_Passage:_
§

Stock Market: Market over-stretched, expect 300-400 pt correction in Nifty

A correction of not more than 300 and 400 points is expected in Nifty. On the lower side, watch out for 13,400 and 13,300 will be the levels to watch closely, says Rahul Sharma, Head of Technical Research, Equity99 Advisors.

Is there comfort in the market even at these levels or are a lot of people shying away now and watching from the sideline?
My clients and all the investors who are associated with us are under confident right now as the markets have been shooting up and this is the time to be very cautious. Nifty has been moving in the 13,750-13,850 range where profit booking is very much expected. The market is looking overstretched right now and both technically and fundamentally correction is required.

At this point of time, short-term traders must lighten up their positions and the bifurcation between short-term and long-term positions would be made very clear. One can hold large cap and midcap companies for long term but as the liquidity is high and the economy is getting strong, and before the Budget is announced on 1st of February, buying on decline should start for the long-term position. A correction of not more than 300 and 400 points is expected in Nifty. So, on the lower side 13,400 and 13,300 will be the levels to watch closely.

Cement stocks are doing very well. Your first pick is Orient Cement. Why do you like that stock and what kind of money can be made over the short term as well as on the long term?
This is a Birla Group company which has a huge capacity of 8 MTPA. The main market for the company is widely spread in Maharashtra, Telangana, Andhra Pradesh, Karnataka, Madhya Pradesh and Chhattisgarh, Tamil Nadu, Kerala and Gujarat. Birla one is the band name for the cement distribution of the company. Mutual fund houses hold about 21% stake in the company. Big bull Mr Jhunjhunwala also holds around 1% in the company. FPI is holding about 3% stake while LIC and National Insurance are holding 2-2% stake each. In Q2, the company performed very well. Operating profit increased by 109% and speaking technically, we are getting good price breakout in the stock. Investors must accumulate at the current market price and at declines keeping stop loss of Rs 75 and the target price at Rs 110 for a horizon of three months.

§

_Dataset:_

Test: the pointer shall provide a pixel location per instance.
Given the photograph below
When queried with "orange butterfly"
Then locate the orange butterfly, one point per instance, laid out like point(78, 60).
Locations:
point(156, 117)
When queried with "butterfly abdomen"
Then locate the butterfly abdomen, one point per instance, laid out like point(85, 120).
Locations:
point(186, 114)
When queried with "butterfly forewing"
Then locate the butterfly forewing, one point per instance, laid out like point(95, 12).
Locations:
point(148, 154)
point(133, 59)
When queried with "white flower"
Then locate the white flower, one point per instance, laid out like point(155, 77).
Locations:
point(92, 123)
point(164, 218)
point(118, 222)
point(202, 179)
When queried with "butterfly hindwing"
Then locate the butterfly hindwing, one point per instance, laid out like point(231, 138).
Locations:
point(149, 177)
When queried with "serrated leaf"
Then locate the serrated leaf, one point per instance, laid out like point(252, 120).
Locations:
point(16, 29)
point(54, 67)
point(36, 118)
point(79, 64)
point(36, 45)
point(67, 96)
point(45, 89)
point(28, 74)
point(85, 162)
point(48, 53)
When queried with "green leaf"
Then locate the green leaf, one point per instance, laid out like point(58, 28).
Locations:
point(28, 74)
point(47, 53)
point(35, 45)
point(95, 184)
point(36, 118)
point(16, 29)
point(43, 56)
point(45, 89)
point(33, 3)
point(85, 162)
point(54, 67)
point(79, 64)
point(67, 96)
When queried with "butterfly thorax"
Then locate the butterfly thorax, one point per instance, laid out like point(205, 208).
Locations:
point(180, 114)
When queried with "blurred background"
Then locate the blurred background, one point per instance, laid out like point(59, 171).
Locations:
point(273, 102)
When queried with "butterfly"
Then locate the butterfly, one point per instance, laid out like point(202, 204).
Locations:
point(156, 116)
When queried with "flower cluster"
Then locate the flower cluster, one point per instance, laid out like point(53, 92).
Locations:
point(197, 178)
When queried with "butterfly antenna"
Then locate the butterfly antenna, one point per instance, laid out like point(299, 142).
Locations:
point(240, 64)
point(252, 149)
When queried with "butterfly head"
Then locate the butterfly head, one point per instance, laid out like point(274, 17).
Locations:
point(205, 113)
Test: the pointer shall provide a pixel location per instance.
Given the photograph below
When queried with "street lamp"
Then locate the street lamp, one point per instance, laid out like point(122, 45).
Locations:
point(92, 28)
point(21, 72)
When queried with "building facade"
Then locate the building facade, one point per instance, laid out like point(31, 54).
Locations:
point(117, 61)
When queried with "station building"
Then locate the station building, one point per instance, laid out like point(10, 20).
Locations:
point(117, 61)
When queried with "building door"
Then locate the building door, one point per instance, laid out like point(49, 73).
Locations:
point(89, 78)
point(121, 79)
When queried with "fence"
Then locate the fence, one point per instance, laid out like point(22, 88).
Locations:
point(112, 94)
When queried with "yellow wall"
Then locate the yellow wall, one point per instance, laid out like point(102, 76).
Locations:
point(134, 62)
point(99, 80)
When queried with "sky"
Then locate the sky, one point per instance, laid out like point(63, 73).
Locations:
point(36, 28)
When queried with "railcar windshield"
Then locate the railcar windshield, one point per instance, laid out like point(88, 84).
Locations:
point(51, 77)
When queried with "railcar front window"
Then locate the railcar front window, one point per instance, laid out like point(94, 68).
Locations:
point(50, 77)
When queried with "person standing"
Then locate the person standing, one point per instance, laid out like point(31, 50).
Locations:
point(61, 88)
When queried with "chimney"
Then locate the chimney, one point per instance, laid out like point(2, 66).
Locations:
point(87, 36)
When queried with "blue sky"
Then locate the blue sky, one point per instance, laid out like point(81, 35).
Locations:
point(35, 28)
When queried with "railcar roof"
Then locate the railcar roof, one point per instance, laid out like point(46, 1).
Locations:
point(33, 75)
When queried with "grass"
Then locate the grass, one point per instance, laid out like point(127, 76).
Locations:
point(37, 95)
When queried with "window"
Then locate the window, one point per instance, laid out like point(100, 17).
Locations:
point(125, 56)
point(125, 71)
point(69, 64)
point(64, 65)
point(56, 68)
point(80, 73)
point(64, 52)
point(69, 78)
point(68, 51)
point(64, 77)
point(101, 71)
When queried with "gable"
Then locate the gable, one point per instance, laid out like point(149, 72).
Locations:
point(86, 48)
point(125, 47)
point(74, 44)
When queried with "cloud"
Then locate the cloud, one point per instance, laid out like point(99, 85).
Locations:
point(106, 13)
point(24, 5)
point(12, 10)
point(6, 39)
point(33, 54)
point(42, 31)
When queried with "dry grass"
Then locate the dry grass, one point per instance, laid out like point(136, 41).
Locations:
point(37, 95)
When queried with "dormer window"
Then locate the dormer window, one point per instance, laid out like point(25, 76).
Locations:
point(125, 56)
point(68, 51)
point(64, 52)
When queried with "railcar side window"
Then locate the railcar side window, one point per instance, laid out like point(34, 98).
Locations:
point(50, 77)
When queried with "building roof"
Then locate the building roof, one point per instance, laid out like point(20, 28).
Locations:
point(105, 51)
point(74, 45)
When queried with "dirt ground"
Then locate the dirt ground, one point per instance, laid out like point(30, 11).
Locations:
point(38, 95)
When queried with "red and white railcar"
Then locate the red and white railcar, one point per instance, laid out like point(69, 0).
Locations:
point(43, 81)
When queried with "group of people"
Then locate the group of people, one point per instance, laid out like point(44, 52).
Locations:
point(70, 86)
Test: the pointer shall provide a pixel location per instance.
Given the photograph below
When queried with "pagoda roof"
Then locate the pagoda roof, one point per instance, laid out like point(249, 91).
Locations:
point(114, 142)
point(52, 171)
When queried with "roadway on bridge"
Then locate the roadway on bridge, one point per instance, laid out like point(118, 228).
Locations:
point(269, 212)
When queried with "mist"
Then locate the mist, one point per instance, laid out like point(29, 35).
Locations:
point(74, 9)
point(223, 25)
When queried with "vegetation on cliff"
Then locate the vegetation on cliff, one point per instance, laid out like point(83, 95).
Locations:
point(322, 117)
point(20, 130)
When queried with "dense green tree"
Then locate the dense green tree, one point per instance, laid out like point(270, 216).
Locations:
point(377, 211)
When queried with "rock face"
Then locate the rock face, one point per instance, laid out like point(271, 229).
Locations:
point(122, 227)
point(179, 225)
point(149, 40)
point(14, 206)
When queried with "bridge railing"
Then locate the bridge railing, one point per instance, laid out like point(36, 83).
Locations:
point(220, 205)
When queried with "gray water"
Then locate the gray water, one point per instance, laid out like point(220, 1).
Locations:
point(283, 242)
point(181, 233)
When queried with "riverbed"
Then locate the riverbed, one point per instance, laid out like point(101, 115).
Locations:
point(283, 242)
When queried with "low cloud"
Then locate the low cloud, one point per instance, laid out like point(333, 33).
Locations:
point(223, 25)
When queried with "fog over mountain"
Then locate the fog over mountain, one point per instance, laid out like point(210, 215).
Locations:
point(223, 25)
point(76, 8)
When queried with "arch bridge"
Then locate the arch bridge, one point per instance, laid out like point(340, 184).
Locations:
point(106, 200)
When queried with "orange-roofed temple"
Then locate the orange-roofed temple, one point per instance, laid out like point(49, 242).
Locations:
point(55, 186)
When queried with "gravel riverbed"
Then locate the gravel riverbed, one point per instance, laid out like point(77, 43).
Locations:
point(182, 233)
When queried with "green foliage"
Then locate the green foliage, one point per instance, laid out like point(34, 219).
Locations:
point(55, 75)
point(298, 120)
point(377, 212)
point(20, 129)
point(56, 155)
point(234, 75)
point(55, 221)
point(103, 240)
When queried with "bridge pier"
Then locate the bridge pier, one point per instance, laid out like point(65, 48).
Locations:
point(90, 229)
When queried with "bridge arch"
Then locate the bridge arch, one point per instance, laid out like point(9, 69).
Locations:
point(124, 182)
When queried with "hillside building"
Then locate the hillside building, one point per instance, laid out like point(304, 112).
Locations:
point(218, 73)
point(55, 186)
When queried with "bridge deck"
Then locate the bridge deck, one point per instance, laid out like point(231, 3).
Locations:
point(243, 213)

§

_Work item:_
Type out the part of the stock market interview starting at "Stock Market: Market" and ending at "correction is required.", word for word. The material comes from a different source than the stock market interview.

_Task result:_
Stock Market: Market over-stretched, expect 300-400 pt correction in Nifty

A correction of not more than 300 and 400 points is expected in Nifty. On the lower side, watch out for 13,400 and 13,300 will be the levels to watch closely, says Rahul Sharma, Head of Technical Research, Equity99 Advisors.

Is there comfort in the market even at these levels or are a lot of people shying away now and watching from the sideline?
My clients and all the investors who are associated with us are under confident right now as the markets have been shooting up and this is the time to be very cautious. Nifty has been moving in the 13,750-13,850 range where profit booking is very much expected. The market is looking overstretched right now and both technically and fundamentally correction is required.